Write out the items again word for word, starting at the very first line and ending at the line that contains "[490,225,540,245]", with both of those lines included.

Supplied records:
[start]

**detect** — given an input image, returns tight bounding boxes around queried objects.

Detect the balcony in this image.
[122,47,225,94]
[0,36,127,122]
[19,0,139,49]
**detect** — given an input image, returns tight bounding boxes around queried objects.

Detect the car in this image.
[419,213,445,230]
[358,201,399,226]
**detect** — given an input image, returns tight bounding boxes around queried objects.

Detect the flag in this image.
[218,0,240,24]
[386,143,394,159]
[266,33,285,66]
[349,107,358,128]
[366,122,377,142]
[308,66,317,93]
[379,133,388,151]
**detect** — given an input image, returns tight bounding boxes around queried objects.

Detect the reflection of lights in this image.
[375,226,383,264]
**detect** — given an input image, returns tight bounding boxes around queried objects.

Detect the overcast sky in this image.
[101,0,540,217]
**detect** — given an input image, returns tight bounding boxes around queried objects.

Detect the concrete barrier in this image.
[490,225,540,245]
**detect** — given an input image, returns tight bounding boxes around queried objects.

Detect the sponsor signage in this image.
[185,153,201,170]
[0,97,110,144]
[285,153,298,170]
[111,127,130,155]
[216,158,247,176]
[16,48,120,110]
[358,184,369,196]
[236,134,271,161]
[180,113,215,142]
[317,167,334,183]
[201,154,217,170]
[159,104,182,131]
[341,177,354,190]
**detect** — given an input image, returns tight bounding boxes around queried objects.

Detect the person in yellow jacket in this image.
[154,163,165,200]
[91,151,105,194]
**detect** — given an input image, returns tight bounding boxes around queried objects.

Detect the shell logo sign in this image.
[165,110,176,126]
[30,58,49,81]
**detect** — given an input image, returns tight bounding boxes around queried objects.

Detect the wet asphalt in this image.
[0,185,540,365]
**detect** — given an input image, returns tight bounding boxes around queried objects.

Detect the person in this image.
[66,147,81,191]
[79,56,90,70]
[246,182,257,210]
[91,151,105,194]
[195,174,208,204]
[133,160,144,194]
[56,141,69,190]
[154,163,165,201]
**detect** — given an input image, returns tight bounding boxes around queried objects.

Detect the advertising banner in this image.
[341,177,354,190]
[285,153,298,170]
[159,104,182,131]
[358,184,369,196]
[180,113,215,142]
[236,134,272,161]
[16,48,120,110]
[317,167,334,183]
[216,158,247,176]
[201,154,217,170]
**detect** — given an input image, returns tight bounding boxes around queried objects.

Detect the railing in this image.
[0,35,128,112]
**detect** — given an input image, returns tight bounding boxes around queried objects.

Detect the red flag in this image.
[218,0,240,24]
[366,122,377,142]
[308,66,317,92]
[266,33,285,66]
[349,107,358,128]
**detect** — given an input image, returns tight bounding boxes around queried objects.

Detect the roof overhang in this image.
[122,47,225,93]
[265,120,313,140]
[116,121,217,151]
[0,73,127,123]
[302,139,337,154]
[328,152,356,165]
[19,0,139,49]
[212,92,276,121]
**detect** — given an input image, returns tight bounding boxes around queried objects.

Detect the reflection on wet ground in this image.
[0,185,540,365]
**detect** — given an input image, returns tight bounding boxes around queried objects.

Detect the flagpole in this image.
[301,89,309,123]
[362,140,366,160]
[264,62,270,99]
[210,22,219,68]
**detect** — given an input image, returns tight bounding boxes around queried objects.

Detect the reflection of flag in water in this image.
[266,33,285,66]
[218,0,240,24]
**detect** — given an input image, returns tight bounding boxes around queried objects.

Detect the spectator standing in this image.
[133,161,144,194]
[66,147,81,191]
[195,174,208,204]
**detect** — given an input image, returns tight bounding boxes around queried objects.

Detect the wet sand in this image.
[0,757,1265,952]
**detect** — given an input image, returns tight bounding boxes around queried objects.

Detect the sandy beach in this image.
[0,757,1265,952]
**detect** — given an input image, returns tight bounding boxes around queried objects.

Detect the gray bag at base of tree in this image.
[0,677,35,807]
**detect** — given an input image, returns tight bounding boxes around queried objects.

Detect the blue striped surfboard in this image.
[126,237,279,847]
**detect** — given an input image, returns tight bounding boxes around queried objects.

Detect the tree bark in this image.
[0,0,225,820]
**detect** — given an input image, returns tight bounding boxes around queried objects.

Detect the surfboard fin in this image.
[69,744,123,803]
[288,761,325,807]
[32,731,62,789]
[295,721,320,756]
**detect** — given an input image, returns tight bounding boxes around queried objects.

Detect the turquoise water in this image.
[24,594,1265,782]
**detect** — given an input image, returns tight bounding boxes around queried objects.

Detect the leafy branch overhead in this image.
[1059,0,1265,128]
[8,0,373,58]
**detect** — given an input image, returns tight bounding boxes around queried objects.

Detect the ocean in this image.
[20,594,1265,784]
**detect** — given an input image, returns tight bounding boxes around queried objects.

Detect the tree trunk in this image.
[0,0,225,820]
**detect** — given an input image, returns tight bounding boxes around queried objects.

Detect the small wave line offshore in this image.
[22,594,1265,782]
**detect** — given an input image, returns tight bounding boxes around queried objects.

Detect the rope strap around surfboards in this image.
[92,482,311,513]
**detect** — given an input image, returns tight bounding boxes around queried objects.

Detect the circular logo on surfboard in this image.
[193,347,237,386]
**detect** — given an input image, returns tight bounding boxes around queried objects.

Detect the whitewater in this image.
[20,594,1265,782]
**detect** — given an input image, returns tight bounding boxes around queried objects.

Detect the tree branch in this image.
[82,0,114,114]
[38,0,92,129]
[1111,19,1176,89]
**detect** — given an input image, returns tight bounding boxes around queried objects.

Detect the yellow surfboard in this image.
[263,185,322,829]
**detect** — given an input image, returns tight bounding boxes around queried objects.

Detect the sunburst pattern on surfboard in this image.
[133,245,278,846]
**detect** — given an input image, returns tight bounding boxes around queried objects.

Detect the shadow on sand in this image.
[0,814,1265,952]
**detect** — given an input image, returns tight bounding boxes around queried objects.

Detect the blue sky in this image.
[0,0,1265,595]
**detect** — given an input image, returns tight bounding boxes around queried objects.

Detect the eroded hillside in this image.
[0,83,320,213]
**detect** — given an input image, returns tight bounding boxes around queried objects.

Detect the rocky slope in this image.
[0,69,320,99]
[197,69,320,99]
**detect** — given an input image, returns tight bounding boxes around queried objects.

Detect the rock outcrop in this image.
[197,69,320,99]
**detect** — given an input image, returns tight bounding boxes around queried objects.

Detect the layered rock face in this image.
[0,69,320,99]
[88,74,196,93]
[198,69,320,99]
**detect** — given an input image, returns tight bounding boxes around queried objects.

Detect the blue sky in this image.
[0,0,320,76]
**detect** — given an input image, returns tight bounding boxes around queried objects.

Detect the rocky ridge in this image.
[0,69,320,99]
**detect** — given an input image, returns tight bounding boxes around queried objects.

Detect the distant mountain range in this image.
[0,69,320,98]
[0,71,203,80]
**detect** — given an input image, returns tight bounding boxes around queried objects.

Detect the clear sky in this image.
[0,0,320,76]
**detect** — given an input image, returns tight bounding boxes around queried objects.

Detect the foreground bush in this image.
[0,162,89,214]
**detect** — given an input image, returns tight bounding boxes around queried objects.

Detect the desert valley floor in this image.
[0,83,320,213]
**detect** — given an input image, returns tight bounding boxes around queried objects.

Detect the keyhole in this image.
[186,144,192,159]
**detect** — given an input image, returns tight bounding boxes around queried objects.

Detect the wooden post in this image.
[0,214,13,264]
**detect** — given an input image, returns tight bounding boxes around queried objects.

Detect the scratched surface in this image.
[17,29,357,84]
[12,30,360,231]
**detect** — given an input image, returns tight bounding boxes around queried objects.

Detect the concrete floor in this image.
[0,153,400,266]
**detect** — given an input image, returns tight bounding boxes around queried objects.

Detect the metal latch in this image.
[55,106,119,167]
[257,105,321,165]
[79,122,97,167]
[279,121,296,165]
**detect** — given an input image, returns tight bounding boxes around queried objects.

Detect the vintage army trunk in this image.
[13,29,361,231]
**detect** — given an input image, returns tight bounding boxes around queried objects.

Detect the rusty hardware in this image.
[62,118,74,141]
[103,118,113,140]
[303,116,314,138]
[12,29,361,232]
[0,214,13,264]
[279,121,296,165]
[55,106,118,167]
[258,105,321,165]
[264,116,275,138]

[end]

Answer to the task:
**detect** — given an input image, returns tight bounding boxes around queried objects.

Detect the balcony in this image.
[122,47,225,94]
[0,36,127,122]
[19,0,139,49]
**detect** — given an input image, returns tight bounding boxes around queried objects.

Detect the car in this image.
[419,213,445,230]
[358,201,399,226]
**detect** — given an input image, returns tight bounding boxes around queried objects.

Detect the flag in this image.
[218,0,240,24]
[386,143,394,159]
[266,33,285,66]
[349,107,358,128]
[366,122,377,142]
[308,66,317,93]
[379,133,388,151]
**detect** — given an input image, returns tight bounding boxes around queried objects.

Detect the reflection of lights in this image.
[375,226,383,264]
**detect** — given an input image, returns tight bounding boxes around queried objects.

Detect the overcast sky in this image.
[101,0,540,217]
**detect** — given an input image, returns tight bounding boxes around queried objects.

Detect the concrete barrier in this image.
[490,225,540,245]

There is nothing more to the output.